PROMPT => Locate every line in the rows below that contains the string "positive" and copy each such line in full. Matching is case-sensitive.

DATASET RECORDS =>
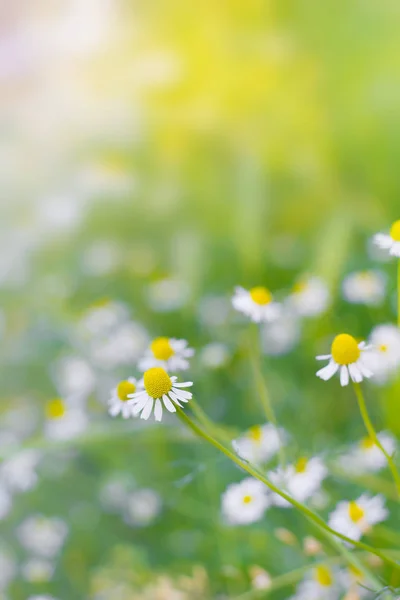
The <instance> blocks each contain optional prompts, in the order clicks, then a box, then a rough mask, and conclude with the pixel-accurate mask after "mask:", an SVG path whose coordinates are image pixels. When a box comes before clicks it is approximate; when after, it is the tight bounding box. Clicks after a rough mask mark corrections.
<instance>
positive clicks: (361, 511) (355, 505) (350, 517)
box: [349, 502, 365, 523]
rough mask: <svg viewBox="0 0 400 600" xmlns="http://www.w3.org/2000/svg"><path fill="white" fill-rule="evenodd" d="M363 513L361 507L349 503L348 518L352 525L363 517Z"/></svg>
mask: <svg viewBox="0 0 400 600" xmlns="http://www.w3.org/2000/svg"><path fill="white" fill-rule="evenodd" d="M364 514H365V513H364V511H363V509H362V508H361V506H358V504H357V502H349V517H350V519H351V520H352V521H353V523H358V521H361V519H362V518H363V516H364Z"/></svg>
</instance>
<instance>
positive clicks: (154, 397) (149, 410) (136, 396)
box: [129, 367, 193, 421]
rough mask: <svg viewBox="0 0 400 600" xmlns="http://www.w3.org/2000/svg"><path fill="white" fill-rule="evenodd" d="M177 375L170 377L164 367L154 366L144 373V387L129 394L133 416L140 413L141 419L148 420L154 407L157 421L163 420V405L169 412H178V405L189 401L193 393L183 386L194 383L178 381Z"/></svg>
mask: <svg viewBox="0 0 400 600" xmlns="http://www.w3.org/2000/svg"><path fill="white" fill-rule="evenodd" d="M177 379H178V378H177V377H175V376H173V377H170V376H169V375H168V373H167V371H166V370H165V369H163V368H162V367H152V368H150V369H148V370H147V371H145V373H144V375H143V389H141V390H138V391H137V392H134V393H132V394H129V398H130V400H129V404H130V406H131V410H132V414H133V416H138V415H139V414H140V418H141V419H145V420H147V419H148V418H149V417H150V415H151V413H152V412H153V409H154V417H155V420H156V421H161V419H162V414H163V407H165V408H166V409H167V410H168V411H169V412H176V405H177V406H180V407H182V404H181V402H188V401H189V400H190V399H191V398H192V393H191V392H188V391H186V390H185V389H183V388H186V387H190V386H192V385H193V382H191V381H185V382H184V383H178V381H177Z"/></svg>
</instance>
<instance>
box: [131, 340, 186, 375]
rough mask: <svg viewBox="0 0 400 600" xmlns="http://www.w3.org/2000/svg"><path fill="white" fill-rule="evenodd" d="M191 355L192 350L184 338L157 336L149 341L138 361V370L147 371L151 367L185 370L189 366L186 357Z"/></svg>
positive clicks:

--

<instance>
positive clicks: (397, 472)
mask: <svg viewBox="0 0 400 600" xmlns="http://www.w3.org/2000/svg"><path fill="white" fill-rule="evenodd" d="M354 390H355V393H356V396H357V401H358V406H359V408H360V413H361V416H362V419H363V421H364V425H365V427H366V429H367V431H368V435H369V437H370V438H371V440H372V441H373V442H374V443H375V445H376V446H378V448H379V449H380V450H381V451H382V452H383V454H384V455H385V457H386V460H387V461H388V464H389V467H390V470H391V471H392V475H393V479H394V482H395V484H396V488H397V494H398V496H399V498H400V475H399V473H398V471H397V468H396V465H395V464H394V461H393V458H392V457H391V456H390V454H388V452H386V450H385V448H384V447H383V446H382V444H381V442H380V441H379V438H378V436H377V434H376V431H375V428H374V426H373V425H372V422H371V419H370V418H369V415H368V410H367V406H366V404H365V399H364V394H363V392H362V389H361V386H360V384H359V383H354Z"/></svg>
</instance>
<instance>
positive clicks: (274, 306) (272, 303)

EXERCISE RESULT =>
positive clicks: (361, 511) (355, 505) (350, 517)
positive clicks: (154, 397) (149, 410) (136, 396)
positive clicks:
positive clicks: (397, 472)
positive clicks: (274, 306) (272, 303)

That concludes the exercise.